Instruções:
A: Segundo a notícia sobre Ray Dalio, em que data ele transferiu todos os seus direitos de voto para o conselho de administração?
B: Devolva, sem nenhuma alteração, o trecho da notícia sobre Ray Dalio que começa em "Bloomberg — O" e segue até "mais que ele.".
C: Leve adiante a notícia sobre Ray Dalio a partir do ponto em que ela termina.

++++ Texto citado

Bloomberg — O bilionário fundador da Bridgewater Associates, Ray Dalio, anunciou nesta terça-feira (4) que abriu mão do controle da empresa, o maior fundo hedge do mundo, e confiou seu futuro e US$ 150 bilhões sob gestão em ativos a uma geração de líderes mais jovens.
Em 30 de setembro, ele transferiu todos os seus direitos de voto para o conselho de administração da companhia, deixando sua posição de um entre os três co-diretores de investimentos (CIO) da Bridgewater.
“Ray não tem mais a palavra final”, disse o co-presidente executivo Nir Bar Dea, em entrevista. “Isso é uma grande mudança.”
O movimento também é visto como um marco histórico para os mercados americanos e globais. Enquanto alguns de seus colegas converteram as empresas que fundaram em family offices ou gestoras fechadas, Dalio estava determinado a criar algo que durasse mais que ele.

++++++++
++++ Dados fornecidos

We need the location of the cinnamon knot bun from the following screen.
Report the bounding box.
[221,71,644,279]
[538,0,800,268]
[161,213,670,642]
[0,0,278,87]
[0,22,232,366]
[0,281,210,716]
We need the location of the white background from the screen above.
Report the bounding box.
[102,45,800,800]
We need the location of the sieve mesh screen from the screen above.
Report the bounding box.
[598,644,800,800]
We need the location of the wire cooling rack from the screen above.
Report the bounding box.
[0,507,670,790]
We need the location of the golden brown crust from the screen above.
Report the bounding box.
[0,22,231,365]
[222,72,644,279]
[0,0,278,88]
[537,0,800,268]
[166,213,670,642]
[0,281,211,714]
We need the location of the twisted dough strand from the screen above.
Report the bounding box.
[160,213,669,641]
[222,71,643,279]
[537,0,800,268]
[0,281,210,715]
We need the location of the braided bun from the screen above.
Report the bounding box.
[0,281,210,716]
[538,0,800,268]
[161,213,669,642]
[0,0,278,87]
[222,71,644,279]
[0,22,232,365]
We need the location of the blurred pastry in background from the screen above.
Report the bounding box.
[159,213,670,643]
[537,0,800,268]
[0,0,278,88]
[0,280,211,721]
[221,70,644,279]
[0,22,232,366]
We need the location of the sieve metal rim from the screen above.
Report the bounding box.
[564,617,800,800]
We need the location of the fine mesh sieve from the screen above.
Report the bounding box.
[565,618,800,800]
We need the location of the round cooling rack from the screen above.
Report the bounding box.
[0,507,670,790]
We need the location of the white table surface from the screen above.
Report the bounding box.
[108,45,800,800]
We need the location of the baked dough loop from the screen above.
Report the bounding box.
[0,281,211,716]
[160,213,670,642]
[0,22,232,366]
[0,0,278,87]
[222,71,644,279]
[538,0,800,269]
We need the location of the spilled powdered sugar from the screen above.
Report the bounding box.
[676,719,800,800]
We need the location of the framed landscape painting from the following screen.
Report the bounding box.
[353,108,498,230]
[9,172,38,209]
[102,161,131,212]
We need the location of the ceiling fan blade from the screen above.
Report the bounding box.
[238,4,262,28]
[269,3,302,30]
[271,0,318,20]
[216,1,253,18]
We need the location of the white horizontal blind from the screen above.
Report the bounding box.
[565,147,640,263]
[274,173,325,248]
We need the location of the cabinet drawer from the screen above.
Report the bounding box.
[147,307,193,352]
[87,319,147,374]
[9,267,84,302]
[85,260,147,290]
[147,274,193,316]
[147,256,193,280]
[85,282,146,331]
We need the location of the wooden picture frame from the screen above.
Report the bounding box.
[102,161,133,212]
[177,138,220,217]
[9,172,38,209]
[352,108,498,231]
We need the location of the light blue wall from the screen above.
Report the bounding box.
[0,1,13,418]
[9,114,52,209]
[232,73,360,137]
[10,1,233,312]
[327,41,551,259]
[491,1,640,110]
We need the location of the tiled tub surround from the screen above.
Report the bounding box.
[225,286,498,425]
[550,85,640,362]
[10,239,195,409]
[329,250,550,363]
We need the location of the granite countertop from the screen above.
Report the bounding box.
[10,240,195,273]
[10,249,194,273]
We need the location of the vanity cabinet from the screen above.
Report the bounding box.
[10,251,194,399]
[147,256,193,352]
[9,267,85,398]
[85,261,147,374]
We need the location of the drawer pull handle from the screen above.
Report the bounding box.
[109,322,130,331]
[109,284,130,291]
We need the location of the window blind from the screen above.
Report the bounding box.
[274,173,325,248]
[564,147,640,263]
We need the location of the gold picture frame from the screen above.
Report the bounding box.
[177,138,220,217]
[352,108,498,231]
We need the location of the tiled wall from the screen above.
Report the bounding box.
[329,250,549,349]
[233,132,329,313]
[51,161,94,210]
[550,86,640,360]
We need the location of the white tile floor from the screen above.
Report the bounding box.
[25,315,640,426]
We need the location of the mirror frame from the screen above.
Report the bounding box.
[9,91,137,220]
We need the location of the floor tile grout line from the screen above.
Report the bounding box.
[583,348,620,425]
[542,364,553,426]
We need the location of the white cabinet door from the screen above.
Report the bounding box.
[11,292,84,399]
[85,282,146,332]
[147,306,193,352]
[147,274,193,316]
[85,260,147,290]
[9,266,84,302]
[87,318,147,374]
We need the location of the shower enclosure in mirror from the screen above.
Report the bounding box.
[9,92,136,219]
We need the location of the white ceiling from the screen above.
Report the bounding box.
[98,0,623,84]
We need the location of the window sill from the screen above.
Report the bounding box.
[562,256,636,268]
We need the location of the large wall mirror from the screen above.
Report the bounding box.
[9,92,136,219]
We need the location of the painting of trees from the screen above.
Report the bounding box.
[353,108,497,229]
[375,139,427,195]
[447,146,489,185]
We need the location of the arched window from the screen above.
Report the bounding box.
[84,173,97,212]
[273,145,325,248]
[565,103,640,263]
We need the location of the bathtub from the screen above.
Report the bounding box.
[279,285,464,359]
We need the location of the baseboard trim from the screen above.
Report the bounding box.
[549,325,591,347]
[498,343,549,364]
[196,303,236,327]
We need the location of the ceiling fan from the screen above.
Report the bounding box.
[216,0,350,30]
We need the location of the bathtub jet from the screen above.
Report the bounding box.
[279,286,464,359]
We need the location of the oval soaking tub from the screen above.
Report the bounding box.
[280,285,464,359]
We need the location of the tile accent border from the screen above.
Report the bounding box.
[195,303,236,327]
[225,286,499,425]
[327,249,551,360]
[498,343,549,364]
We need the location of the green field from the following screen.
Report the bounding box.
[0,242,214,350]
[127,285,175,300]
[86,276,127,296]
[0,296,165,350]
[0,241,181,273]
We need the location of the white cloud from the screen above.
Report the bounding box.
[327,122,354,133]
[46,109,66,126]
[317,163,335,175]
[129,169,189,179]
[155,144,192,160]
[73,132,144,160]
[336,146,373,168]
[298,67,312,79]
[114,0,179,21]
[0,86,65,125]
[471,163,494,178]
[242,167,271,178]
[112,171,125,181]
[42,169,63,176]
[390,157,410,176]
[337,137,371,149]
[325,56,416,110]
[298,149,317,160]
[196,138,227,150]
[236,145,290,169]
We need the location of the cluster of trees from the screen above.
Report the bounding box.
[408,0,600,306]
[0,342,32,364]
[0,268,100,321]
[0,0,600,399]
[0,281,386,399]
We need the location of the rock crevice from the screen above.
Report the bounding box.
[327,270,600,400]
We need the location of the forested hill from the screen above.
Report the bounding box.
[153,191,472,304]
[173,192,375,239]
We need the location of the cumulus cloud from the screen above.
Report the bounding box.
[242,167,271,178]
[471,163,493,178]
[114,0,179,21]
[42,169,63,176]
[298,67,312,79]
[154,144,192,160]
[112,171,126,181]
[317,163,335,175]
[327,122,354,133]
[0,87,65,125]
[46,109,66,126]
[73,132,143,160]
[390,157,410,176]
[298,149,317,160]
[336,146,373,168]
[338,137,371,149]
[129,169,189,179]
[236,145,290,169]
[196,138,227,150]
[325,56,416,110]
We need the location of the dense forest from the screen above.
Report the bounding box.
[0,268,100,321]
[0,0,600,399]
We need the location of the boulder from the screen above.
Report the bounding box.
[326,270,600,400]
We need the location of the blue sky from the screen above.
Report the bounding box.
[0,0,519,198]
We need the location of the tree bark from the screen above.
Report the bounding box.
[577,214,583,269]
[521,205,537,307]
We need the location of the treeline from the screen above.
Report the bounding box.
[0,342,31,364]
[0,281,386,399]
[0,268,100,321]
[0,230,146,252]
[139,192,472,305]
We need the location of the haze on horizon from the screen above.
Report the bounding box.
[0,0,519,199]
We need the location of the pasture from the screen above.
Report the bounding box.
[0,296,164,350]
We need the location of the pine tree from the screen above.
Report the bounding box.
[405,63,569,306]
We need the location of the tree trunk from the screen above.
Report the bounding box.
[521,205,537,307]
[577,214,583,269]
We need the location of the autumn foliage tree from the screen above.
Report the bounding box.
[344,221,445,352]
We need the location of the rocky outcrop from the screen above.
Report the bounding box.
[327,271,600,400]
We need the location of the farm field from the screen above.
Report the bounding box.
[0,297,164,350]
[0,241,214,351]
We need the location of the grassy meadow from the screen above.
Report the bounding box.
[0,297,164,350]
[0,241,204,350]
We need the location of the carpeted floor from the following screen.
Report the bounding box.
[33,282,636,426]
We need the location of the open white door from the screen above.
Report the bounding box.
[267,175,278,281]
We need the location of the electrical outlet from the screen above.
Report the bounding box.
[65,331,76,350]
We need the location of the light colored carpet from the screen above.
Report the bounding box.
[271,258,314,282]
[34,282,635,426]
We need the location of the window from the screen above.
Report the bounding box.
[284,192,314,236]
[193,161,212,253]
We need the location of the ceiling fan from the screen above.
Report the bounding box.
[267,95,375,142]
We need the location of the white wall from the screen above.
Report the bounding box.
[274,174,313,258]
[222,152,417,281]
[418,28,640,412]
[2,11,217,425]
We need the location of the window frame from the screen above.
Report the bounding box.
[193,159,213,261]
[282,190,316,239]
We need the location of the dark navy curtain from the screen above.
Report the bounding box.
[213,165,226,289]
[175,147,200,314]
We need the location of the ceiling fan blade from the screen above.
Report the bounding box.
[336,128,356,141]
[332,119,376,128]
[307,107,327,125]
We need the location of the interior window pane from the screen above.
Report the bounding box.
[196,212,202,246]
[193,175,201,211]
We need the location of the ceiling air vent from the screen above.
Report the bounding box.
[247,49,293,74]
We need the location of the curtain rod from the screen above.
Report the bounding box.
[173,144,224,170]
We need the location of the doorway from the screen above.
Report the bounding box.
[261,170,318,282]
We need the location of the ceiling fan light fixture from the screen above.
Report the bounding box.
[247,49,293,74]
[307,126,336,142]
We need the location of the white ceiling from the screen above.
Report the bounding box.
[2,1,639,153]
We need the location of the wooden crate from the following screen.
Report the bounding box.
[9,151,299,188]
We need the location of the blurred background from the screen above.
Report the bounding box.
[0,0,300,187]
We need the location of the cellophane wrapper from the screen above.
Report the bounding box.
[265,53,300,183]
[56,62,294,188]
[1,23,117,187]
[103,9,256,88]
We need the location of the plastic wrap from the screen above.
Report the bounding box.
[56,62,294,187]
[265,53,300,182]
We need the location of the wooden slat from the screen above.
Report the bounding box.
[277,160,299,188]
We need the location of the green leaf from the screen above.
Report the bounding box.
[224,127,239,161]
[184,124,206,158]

++++++++

Respostas:
A: Em 30 de setembro.

B:
Bloomberg — O bilionário fundador da Bridgewater Associates, Ray Dalio, anunciou nesta terça-feira (4) que abriu mão do controle da empresa, o maior fundo hedge do mundo, e confiou seu futuro e US$ 150 bilhões sob gestão em ativos a uma geração de líderes mais jovens.
Em 30 de setembro, ele transferiu todos os seus direitos de voto para o conselho de administração da companhia, deixando sua posição de um entre os três co-diretores de investimentos (CIO) da Bridgewater.
“Ray não tem mais a palavra final”, disse o co-presidente executivo Nir Bar Dea, em entrevista. “Isso é uma grande mudança.”
O movimento também é visto como um marco histórico para os mercados americanos e globais. Enquanto alguns de seus colegas converteram as empresas que fundaram em family offices ou gestoras fechadas, Dalio estava determinado a criar algo que durasse mais que ele.

C:
Dalio iniciou um plano de transição em 2010, imaginando que poderia levar apenas dois anos para concluí-lo. A busca por sucessores, contudo, não foi tão fácil quanto se imaginava. Mas agora que essas pessoas já foram escolhidas, entregar o controle é o passo final e irreversível.
“Essa foi a progressão natural dos eventos; assim que estávamos prontos, fomos em frente”, disse Dalio, 73 anos, que manterá sua cadeira no conselho com um novo título: fundador e mentor do CIO. “Eu não queria ter que ficar até morrer.”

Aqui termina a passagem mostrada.